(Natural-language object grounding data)

◇ ◇ ◇ ◇ ◇

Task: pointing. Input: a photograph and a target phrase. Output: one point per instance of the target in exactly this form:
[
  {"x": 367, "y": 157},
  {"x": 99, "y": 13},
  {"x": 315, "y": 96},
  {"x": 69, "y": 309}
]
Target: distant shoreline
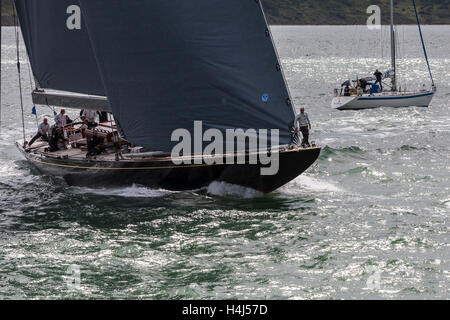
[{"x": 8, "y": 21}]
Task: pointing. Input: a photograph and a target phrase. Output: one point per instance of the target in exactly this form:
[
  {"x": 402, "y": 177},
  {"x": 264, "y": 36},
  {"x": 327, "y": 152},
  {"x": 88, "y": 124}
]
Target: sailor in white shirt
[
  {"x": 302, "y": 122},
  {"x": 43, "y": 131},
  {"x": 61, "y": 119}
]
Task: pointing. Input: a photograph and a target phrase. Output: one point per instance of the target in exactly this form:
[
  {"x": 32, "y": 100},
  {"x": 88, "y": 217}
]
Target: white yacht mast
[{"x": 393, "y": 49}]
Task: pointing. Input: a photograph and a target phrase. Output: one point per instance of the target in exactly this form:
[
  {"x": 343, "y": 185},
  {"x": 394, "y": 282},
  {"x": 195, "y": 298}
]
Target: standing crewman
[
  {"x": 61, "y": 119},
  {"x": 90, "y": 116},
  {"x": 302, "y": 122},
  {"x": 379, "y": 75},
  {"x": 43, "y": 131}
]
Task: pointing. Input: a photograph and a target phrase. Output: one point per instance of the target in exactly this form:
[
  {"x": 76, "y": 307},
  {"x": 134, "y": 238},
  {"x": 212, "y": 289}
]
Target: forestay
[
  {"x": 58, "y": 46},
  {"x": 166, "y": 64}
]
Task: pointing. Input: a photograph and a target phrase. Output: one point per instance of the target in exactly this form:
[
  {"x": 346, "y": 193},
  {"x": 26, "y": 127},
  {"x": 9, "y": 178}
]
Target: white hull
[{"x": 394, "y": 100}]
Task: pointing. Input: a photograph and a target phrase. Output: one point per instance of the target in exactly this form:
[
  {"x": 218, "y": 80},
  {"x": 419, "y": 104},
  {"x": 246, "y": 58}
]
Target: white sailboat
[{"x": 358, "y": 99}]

◇ ◇ ◇ ◇ ◇

### WORK REQUIRED:
Without copying the pictures, transcribe the entries exactly.

### REPLY:
Task: pointing. Input: a photograph and a target phrase. Output: one point per instance of the target in exactly this form:
[
  {"x": 367, "y": 157},
  {"x": 99, "y": 13},
  {"x": 315, "y": 96},
  {"x": 69, "y": 309}
]
Target: distant shoreline
[{"x": 8, "y": 21}]
Task: pointing. Input: a photograph and a target phrase. Output: one point per instance of the target in exactly this form:
[
  {"x": 402, "y": 177},
  {"x": 264, "y": 36},
  {"x": 327, "y": 152},
  {"x": 88, "y": 124}
]
Target: sailor in white shirt
[
  {"x": 302, "y": 122},
  {"x": 43, "y": 131},
  {"x": 61, "y": 119}
]
Task: pointing. Input: a photograph and a target phrase. Output: one point per instance of the target in exactly this form:
[
  {"x": 32, "y": 100},
  {"x": 88, "y": 217}
]
Target: white yacht mast
[{"x": 393, "y": 49}]
Task: pointing. Input: a photograph and a target phrase. Output: one point per instance of the target in exactly this form:
[
  {"x": 343, "y": 185},
  {"x": 394, "y": 282},
  {"x": 195, "y": 298}
]
Target: standing crewman
[
  {"x": 61, "y": 119},
  {"x": 90, "y": 116},
  {"x": 302, "y": 122},
  {"x": 379, "y": 75},
  {"x": 43, "y": 131}
]
Task: pointing. Input: a photograph and a target phrase. Output: one point per instance of the target in exactly this form:
[
  {"x": 76, "y": 307},
  {"x": 134, "y": 238},
  {"x": 212, "y": 289}
]
Target: forestay
[
  {"x": 58, "y": 46},
  {"x": 166, "y": 64}
]
Task: pointing. Input: a photograph and a target phrase. Output: one point per instance of the target in exactly this form:
[
  {"x": 346, "y": 193},
  {"x": 26, "y": 127},
  {"x": 9, "y": 178}
]
Target: white hull
[{"x": 394, "y": 100}]
Task: pointing. Input: a photograph and a target phrase. Output: one point per instance of the target in exactly this form:
[
  {"x": 218, "y": 80},
  {"x": 419, "y": 104},
  {"x": 246, "y": 58}
]
Target: white sailboat
[{"x": 358, "y": 99}]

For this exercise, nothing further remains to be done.